*Exercise details:* Retype every line of the items below verbatim, omitting the pictures from your answer.
— start of Data for processing —
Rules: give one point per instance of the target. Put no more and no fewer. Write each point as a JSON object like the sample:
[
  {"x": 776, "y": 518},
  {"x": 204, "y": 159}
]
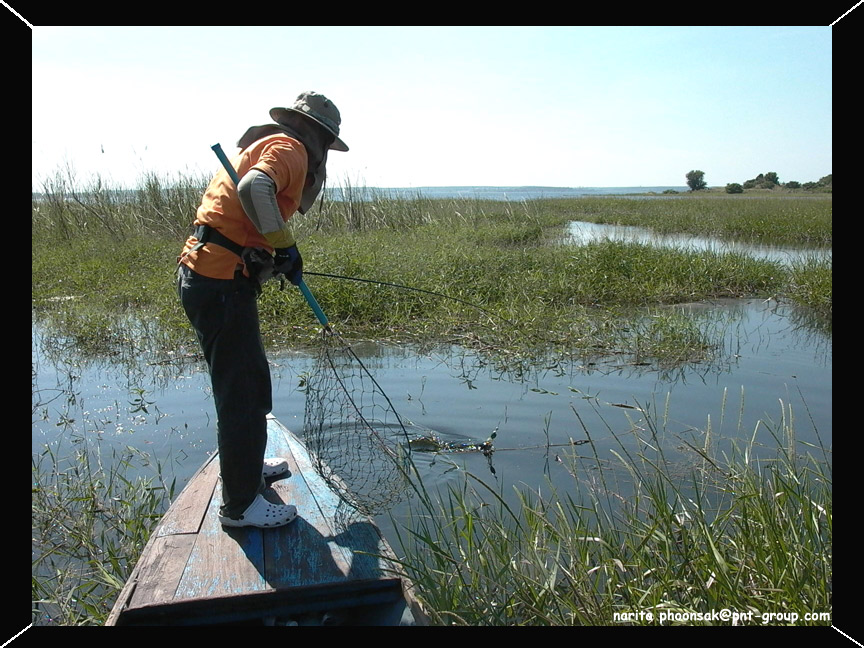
— end of Data for processing —
*Response:*
Rules: give one point per instance of the target. Put no more and no fewer. Write each point as a JSON object like the sample:
[
  {"x": 776, "y": 518},
  {"x": 204, "y": 159}
]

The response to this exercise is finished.